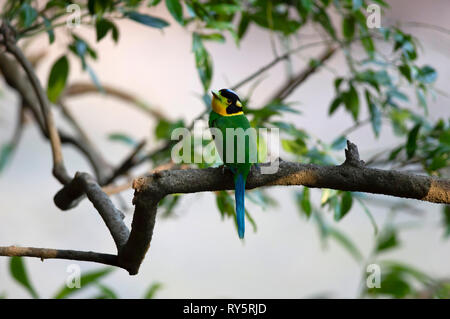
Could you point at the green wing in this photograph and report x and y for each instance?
(237, 121)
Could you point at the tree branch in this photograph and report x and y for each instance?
(59, 170)
(352, 175)
(19, 81)
(47, 253)
(82, 184)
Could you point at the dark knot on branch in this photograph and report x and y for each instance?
(352, 155)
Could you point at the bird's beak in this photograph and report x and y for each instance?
(215, 94)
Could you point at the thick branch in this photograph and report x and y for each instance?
(82, 184)
(46, 253)
(352, 175)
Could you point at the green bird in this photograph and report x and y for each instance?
(227, 113)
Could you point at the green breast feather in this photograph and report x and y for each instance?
(234, 122)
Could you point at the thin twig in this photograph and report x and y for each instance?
(48, 253)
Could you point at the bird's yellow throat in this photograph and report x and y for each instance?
(221, 108)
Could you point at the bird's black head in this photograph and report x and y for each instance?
(226, 102)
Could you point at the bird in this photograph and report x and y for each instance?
(227, 112)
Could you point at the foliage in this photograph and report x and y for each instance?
(380, 80)
(89, 279)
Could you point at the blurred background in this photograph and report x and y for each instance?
(196, 253)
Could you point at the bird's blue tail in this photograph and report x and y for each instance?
(239, 195)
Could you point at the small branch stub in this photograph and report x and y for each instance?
(352, 155)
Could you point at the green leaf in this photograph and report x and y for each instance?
(121, 137)
(50, 32)
(411, 144)
(152, 290)
(421, 98)
(405, 70)
(146, 19)
(86, 280)
(368, 44)
(213, 37)
(348, 27)
(446, 220)
(176, 10)
(57, 78)
(304, 202)
(19, 273)
(375, 114)
(351, 101)
(346, 205)
(203, 61)
(392, 284)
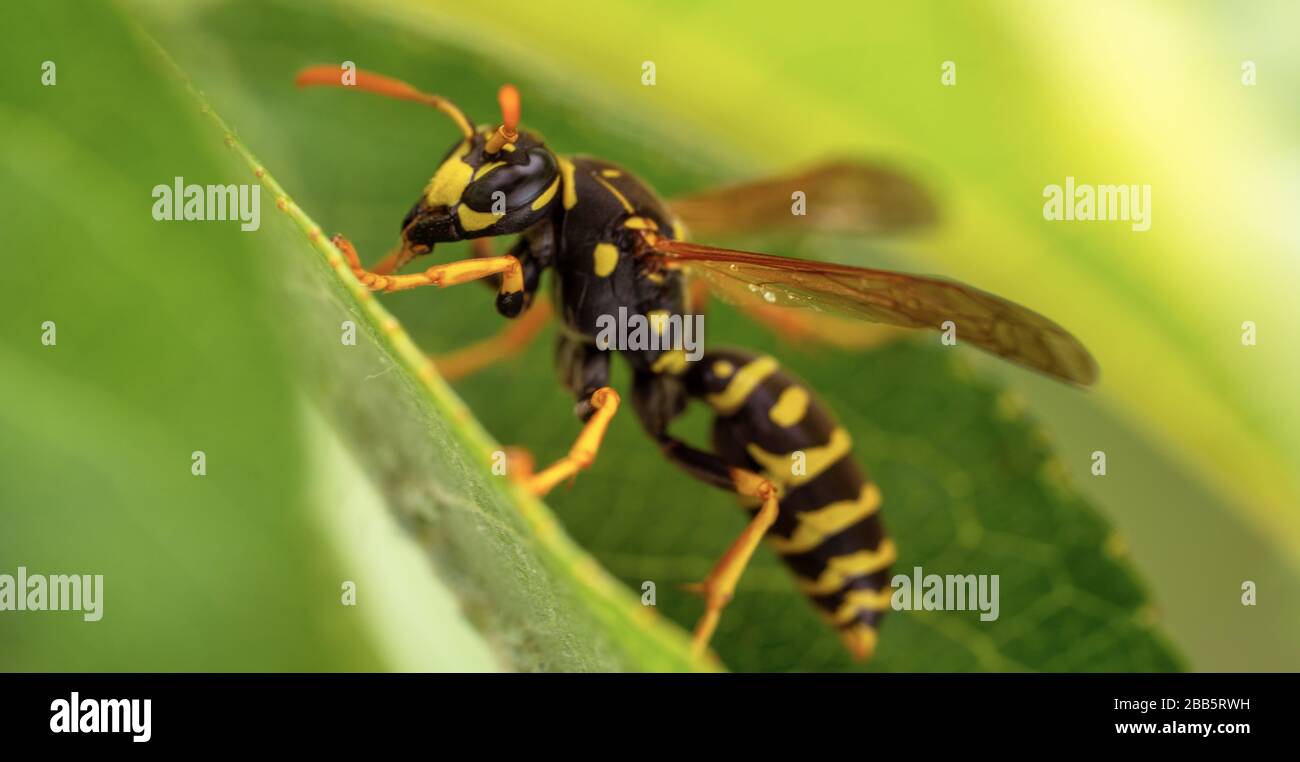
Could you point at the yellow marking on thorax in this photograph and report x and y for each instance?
(640, 224)
(672, 362)
(817, 525)
(615, 191)
(546, 194)
(791, 407)
(488, 168)
(815, 459)
(472, 220)
(449, 182)
(658, 320)
(570, 186)
(843, 568)
(739, 389)
(605, 258)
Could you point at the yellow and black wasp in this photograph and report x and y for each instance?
(612, 243)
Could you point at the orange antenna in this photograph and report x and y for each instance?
(386, 86)
(508, 99)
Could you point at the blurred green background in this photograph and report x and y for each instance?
(180, 337)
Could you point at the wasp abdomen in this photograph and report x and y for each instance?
(828, 529)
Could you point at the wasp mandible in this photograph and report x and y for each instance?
(611, 243)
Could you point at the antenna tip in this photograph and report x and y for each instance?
(508, 99)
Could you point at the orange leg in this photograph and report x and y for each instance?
(584, 450)
(395, 260)
(511, 340)
(441, 275)
(719, 585)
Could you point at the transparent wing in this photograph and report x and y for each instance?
(839, 197)
(980, 319)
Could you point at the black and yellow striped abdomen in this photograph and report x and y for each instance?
(828, 529)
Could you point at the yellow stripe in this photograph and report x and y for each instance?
(861, 641)
(488, 168)
(605, 258)
(729, 399)
(858, 601)
(791, 407)
(546, 194)
(817, 525)
(841, 568)
(779, 467)
(570, 187)
(640, 224)
(450, 180)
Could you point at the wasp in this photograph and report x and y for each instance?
(611, 243)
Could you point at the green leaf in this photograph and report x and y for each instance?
(970, 484)
(182, 337)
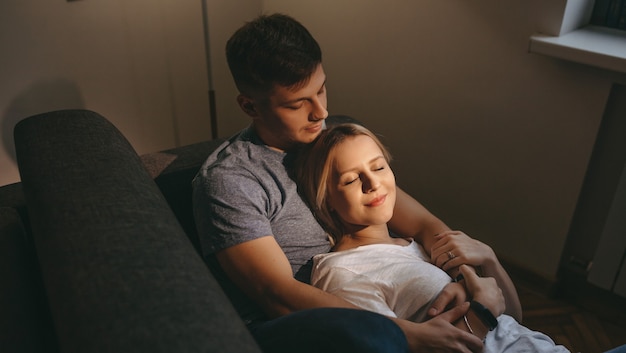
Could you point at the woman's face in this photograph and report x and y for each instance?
(362, 187)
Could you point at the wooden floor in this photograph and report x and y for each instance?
(582, 324)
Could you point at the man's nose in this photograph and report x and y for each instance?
(319, 111)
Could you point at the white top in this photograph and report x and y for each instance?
(394, 280)
(399, 281)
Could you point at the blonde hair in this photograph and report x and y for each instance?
(314, 169)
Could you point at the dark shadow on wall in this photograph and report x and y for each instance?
(40, 97)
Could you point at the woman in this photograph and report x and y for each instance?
(346, 179)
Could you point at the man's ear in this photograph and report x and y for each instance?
(247, 105)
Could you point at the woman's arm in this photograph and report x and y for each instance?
(466, 250)
(412, 220)
(260, 268)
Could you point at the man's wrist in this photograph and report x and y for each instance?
(484, 314)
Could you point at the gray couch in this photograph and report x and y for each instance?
(98, 250)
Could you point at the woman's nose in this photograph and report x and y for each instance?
(370, 183)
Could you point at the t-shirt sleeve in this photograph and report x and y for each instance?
(231, 206)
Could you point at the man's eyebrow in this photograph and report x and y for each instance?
(355, 168)
(304, 98)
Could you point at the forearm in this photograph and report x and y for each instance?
(471, 323)
(513, 306)
(297, 296)
(412, 220)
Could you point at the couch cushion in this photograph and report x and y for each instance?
(120, 273)
(25, 324)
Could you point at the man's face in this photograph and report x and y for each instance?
(291, 116)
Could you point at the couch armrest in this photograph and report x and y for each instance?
(120, 273)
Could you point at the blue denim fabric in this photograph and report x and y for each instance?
(330, 330)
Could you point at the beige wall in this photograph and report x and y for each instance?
(492, 139)
(140, 64)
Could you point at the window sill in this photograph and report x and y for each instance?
(591, 45)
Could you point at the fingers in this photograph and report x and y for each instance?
(452, 294)
(470, 276)
(455, 313)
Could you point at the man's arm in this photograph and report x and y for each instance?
(412, 220)
(260, 268)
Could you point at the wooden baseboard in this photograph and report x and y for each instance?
(573, 288)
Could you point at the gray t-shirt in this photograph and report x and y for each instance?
(244, 192)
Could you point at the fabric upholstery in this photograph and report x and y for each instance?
(119, 271)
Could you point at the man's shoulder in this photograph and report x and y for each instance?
(240, 158)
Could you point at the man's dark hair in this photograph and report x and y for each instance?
(272, 49)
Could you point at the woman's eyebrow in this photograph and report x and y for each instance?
(348, 170)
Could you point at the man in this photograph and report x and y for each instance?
(257, 233)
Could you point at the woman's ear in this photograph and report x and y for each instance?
(247, 105)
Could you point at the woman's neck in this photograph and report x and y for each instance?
(378, 234)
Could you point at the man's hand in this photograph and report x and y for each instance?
(454, 248)
(440, 335)
(453, 294)
(484, 290)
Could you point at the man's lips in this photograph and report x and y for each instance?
(377, 201)
(314, 128)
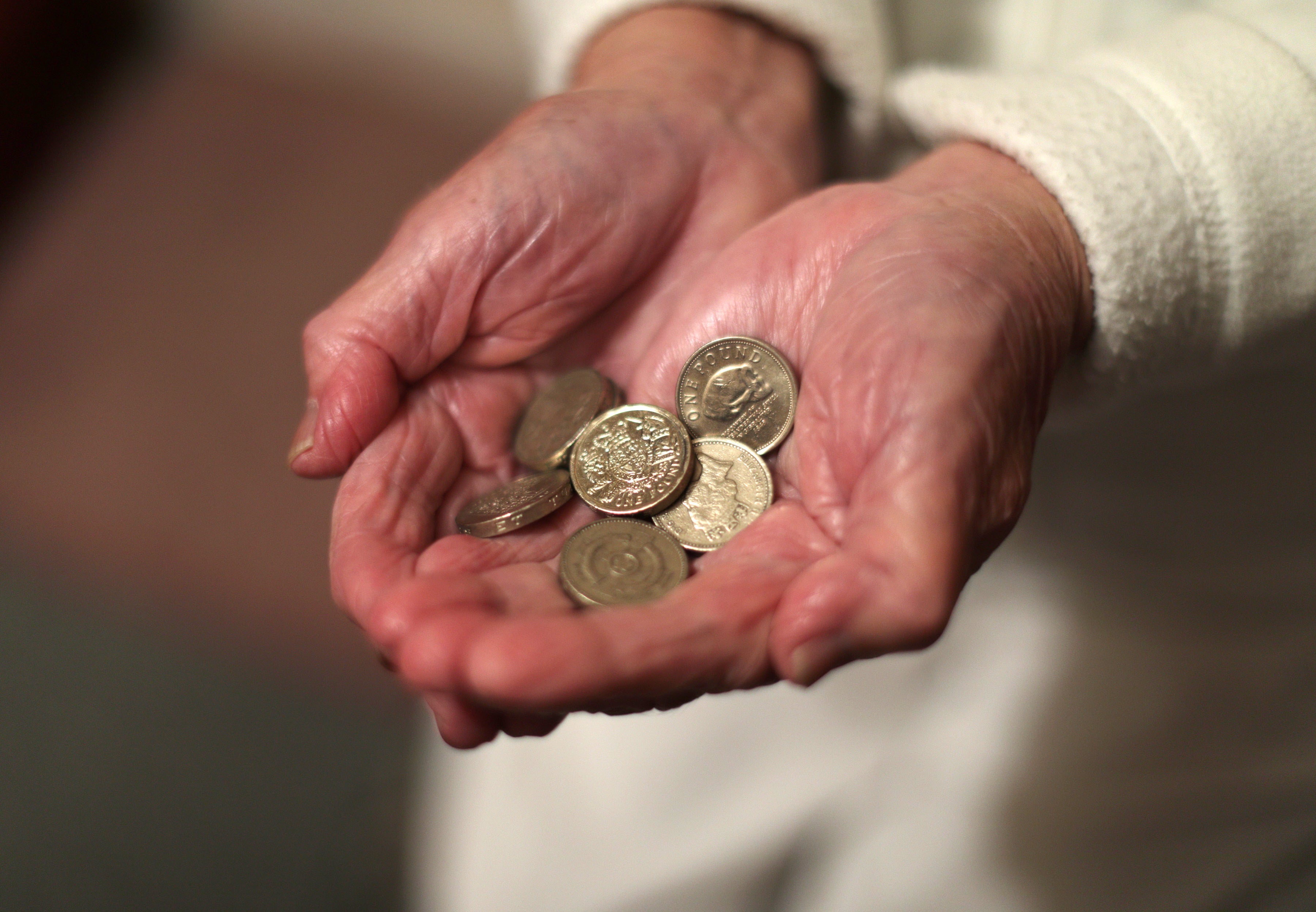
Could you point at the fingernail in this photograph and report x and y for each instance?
(815, 658)
(305, 438)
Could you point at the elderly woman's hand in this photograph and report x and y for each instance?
(552, 248)
(927, 318)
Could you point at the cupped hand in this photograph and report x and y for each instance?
(682, 129)
(553, 247)
(927, 318)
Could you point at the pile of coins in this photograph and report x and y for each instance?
(699, 477)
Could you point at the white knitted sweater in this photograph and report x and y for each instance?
(1180, 137)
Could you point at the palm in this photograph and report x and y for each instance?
(888, 495)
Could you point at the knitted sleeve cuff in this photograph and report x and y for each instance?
(1188, 166)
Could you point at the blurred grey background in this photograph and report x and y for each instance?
(186, 720)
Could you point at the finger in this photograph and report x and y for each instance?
(531, 726)
(894, 582)
(708, 635)
(770, 283)
(406, 484)
(557, 217)
(462, 724)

::::::::

» Exercise task: Revise the listing from the line with "Could you point at the pile" up to and including its last line, writing "woolen" wherever "knitted" appears and keeping everything else the same.

» Output of the exercise:
Could you point at the pile of coins in this photograph and report x and y for each instance?
(699, 477)
Could you point at the white woolen sweater in this photograph and report x and y for each instance?
(1180, 137)
Could you point at the palm in this photograph and report x and y for each instance?
(888, 495)
Could you point at the woolen sleeve cuff in this photograph and report x and y for each instance?
(1188, 166)
Could you point at the blurred grey background in this photograph and report x and y for each instance?
(186, 720)
Could you point at the finger in this photograph and report x and y for each instance?
(531, 726)
(894, 582)
(708, 635)
(770, 283)
(406, 484)
(557, 217)
(462, 724)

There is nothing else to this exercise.